Items from a data source:
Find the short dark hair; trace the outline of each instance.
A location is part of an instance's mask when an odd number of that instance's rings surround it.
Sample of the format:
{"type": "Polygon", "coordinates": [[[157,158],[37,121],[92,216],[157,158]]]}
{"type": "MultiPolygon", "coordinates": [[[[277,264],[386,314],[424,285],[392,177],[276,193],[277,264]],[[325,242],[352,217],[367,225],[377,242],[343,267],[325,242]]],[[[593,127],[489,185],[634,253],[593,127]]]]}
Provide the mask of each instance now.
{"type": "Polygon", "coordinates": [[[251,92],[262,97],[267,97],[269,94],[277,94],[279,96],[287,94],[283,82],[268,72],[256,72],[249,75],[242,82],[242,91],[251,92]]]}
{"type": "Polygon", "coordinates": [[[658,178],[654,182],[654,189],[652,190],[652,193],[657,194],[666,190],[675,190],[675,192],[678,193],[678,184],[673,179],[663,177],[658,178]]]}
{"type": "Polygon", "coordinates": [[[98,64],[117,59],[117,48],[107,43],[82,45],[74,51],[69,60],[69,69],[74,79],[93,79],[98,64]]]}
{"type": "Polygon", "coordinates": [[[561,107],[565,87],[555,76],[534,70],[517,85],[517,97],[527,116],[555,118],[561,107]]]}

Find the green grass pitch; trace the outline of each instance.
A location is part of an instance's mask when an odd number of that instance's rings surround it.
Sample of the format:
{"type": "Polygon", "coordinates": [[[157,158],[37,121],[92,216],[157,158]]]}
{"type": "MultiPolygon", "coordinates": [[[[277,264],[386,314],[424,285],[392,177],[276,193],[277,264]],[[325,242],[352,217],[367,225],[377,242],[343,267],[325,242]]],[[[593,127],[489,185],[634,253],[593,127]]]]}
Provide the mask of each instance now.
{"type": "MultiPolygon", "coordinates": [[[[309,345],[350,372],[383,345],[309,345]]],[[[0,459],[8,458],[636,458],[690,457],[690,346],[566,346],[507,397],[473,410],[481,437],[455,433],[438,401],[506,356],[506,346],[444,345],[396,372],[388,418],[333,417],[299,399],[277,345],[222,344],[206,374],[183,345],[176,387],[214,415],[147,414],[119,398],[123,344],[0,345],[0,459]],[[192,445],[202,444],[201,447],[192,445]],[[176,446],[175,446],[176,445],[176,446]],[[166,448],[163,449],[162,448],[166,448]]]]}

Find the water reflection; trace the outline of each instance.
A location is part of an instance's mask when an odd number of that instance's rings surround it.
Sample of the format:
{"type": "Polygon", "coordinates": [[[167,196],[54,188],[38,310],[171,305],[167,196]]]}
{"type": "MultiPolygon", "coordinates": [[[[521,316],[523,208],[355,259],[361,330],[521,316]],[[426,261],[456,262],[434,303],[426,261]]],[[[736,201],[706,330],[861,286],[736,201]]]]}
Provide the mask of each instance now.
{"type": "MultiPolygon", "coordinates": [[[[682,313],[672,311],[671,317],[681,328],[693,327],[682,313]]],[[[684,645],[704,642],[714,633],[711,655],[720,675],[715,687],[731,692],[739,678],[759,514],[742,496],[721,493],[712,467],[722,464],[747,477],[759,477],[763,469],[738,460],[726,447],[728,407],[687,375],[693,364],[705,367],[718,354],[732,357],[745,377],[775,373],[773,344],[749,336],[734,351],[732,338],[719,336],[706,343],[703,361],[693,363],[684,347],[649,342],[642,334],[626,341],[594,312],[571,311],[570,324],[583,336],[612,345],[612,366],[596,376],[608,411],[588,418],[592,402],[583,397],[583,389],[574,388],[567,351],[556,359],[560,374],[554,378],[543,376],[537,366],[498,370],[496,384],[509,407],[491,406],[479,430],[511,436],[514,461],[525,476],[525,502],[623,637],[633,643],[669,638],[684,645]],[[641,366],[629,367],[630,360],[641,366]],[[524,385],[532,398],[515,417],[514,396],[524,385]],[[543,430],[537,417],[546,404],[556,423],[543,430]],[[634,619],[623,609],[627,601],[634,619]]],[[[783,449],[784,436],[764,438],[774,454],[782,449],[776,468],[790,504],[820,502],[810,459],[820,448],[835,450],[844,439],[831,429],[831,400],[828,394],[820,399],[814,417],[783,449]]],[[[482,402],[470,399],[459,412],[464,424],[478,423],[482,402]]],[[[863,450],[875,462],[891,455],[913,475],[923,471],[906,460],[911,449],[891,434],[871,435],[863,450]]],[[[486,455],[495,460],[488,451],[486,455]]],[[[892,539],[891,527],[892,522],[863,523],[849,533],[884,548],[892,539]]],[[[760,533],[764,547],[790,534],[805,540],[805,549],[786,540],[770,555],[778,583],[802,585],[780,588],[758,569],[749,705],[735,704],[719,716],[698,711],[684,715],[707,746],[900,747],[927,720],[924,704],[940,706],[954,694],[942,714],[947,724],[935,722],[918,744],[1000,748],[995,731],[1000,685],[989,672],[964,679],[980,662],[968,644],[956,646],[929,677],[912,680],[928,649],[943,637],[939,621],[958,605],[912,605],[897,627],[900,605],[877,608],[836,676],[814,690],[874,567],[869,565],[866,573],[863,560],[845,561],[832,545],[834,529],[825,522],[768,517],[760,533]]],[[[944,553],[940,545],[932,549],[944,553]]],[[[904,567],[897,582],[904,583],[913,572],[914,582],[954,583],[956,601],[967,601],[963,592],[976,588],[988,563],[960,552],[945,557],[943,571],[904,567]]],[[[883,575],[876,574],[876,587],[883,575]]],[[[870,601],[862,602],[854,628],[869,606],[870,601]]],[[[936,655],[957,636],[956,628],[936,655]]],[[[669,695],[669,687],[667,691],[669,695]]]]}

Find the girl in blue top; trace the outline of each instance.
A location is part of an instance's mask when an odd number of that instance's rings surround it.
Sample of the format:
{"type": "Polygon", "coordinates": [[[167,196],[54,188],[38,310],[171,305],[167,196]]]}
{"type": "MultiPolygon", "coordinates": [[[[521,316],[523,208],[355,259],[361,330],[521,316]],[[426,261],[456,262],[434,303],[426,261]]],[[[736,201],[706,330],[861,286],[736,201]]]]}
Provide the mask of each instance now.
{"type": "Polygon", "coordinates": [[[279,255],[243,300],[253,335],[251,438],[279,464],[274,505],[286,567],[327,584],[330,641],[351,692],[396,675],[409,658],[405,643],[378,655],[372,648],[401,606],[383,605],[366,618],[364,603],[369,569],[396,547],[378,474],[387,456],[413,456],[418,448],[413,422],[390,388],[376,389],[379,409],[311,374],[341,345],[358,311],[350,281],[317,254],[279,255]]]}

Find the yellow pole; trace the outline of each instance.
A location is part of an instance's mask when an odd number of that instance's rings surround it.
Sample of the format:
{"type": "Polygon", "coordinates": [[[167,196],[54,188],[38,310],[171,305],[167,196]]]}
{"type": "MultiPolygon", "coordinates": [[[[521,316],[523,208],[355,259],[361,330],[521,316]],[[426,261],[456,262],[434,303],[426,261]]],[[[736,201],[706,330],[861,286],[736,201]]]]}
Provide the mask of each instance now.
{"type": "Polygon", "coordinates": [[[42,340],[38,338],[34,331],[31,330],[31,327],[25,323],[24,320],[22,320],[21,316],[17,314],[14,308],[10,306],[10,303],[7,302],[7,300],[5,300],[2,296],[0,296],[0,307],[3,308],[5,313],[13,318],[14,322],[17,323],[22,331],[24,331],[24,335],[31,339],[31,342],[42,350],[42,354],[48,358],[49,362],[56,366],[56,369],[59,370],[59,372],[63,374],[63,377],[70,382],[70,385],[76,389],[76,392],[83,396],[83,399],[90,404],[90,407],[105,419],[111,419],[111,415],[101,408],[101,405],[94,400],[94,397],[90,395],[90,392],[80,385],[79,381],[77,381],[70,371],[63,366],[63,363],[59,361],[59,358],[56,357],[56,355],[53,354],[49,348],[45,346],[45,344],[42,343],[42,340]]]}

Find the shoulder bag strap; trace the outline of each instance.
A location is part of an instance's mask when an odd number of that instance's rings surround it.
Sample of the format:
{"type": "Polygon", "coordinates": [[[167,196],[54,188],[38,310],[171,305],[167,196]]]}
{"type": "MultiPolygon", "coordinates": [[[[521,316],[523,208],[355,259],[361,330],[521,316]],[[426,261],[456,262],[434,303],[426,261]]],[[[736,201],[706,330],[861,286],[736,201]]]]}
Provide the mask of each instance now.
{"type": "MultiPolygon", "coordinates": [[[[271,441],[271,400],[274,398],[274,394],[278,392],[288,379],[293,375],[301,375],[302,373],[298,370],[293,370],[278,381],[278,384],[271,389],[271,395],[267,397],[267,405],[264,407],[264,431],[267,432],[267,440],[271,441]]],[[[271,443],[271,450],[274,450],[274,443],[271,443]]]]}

_What the task asks:_ Filter the data above down to lines with the word "outline", and copy them.

_Written response:_
Find the short dark hair; trace the outline of each instance.
Find the green grass pitch; trace the outline of each instance.
Find the water reflection; trace the outline of each instance.
Find the girl in blue top; trace the outline of each instance.
Find the yellow pole; trace the outline of each instance.
Find the shoulder bag strap; trace the outline of each instance.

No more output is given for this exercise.